Work required: Which lines in the entries below contain the string "above"? Pull out every one of them, treating uppercase and lowercase as different.

--------------------------------------------------

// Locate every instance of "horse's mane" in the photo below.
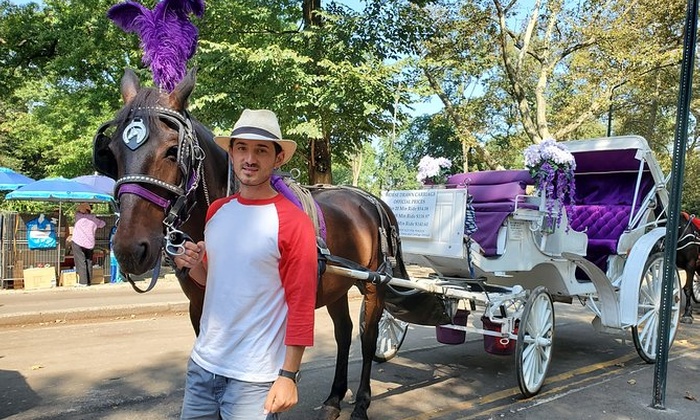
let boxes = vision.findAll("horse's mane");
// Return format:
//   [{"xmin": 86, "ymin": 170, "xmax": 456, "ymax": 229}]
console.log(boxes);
[{"xmin": 115, "ymin": 87, "xmax": 217, "ymax": 147}]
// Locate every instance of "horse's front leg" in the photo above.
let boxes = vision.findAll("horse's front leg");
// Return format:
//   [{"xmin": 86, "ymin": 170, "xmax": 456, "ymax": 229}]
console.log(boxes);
[
  {"xmin": 681, "ymin": 267, "xmax": 695, "ymax": 324},
  {"xmin": 318, "ymin": 294, "xmax": 352, "ymax": 420},
  {"xmin": 350, "ymin": 286, "xmax": 384, "ymax": 419}
]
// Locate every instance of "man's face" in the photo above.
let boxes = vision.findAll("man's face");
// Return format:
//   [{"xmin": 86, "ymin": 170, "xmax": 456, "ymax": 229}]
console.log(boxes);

--------------------------------------------------

Expected answer:
// Locate every instance of "horse's front leg" in the photo above.
// Locate every instance of "man's face" in the photo above.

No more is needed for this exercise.